[WHAT TO DO]:
Revise the items from the line containing "Check the image above for any computer" through the end of the items, replacing "Report" with "Return" and leaving everything else unchanged. Return only those lines.

(Coordinate annotation entries)
══════
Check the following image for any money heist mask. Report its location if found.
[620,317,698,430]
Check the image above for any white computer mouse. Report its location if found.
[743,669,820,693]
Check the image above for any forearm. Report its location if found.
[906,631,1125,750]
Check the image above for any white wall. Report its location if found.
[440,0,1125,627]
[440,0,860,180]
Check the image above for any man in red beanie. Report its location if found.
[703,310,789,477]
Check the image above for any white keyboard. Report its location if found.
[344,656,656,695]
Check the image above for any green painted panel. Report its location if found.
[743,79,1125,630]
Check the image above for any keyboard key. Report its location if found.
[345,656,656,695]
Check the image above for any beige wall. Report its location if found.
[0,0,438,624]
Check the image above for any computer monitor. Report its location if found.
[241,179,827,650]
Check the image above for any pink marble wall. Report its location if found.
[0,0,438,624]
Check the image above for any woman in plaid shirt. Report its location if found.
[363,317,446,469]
══════
[FINISHED TASK]:
Check the image above for any computer monitor. Return its location if found.
[241,179,827,650]
Check the image above for any pink marble wall. Return its location if found.
[0,0,438,624]
Check the image above for any woman in plaid shirt. Return its location if found.
[363,317,446,469]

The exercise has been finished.